What you should do:
Reproduce the film commentary word for word, beginning at the words "A main theme" and stopping after "an alien past.".

Selected text:
########################################

Anyway, the star to the north best pegging the Earth's axis is not always Polaris, not everyone knows that.  The planet wobbles, like a top (precession).  Then there's the rotation about the galaxy to consider, another cycle.

I went straight to the Special Interest section, seeking an armload of video goodies, only to not find what I was looking for.  I should take Glenn with me next time.  Having walked all that way, I didn't want to leave empty handed, and so Covert Affairs (season one) and Jabberwocky jumped out at me on the way out.

I'd been reading about Terry Gilliam's life at Powell's recently, snapping pix from his scrapbook, newly published.  Jabberwocky was a puzzle piece in that regard, his next project after Monty Python and the Holy Grail and set in the same period.

A main theme is "framing" in the sense of painting, a canvas, with a frame.  Artists Hieronymus Bosch and Dutch Masters inspired the filmmakers to stage reminiscent tableaus, adding the same comedy device used in Python:  contemporary people projected into an alien past.

"Framing" in another sense drives the plot.  Quoting the tagline:  "A young peasant, with no interest in adventure or fortune, is mistaken as the kingdom's only hope when a horrible monster threatens the countryside."  The young peasant is framed by fate, caught up in events in a bigger story.

Covert Affairs is similar to Jabberwocky in wanting to capture the iconic frames of spydom's Langley, an institution that tries to stay low profile, like some Bureau of Public Roads, so that the public imagination remains unshackled (unfettered) by too much that's banal and mundane.  The lighting and atmospherics make for some classy shots, of BMW derrieres, of HP computers running Windows (or was that Ubuntu, as in Chappie?).  Think:  a cleaned up Archer.

########################################

(Location identification entries)
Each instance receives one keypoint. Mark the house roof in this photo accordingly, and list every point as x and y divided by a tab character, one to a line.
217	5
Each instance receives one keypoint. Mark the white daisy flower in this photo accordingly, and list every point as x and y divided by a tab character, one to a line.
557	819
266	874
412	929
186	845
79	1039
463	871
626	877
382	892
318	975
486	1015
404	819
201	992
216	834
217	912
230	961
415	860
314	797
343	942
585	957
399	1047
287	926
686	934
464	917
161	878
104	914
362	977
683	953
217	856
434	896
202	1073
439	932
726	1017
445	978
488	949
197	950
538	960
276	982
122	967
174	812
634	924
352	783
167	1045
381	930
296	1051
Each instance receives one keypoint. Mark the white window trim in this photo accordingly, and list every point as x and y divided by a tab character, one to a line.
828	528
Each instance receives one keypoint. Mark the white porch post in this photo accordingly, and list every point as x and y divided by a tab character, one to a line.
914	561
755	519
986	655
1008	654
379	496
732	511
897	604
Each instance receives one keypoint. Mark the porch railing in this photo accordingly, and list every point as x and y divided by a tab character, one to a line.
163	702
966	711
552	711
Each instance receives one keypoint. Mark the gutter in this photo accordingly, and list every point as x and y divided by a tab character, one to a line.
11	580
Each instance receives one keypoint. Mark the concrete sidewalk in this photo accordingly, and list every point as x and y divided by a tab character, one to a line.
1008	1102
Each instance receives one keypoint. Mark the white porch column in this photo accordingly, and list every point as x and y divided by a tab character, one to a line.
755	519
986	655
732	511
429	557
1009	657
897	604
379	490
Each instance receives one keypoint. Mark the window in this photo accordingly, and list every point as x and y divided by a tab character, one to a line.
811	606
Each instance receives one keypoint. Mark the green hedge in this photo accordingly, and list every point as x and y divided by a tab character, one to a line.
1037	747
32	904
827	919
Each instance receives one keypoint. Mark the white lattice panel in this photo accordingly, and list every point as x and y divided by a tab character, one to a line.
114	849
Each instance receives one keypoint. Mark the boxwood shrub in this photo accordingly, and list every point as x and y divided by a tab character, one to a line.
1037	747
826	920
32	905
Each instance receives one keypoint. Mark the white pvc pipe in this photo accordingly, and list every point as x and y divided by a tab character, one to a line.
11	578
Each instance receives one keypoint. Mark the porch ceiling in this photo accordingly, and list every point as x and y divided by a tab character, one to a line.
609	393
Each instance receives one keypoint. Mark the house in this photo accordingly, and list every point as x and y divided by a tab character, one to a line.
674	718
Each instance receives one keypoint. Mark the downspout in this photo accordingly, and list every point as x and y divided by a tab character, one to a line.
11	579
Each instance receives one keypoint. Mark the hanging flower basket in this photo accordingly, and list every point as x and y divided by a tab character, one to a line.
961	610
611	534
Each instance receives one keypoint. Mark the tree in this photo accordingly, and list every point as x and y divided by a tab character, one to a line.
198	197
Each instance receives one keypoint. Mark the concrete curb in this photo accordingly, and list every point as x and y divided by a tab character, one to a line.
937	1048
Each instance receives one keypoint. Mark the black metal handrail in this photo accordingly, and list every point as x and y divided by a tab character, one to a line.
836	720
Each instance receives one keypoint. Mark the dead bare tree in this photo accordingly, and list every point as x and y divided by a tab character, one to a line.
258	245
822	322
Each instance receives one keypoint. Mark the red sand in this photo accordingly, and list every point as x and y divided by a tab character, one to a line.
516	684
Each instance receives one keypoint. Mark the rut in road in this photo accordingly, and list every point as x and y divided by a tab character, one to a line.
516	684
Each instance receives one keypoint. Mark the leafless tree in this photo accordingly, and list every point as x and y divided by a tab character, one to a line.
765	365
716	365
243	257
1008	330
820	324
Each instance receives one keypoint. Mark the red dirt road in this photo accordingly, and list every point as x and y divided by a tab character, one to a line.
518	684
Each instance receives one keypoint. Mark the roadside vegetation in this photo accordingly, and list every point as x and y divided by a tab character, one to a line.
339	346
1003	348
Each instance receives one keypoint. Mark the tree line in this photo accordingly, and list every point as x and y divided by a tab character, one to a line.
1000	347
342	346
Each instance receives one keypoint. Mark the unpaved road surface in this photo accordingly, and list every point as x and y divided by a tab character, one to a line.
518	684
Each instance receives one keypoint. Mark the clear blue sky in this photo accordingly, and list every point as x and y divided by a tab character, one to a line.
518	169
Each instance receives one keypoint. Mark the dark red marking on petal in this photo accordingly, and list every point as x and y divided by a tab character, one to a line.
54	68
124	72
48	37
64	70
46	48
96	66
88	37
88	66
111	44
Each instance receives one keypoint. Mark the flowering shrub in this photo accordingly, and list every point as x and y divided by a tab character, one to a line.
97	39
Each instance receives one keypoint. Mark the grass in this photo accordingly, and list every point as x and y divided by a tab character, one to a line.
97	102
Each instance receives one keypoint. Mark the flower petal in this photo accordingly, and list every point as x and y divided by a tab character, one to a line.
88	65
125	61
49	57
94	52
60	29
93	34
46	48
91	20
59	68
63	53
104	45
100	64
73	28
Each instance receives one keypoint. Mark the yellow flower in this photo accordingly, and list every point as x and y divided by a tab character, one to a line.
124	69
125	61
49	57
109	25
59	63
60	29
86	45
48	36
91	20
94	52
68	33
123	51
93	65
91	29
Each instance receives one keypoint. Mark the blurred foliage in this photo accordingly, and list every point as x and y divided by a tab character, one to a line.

########################################

Solution to this task:
A main theme is "framing" in the sense of painting, a canvas, with a frame.  Artists Hieronymus Bosch and Dutch Masters inspired the filmmakers to stage reminiscent tableaus, adding the same comedy device used in Python:  contemporary people projected into an alien past.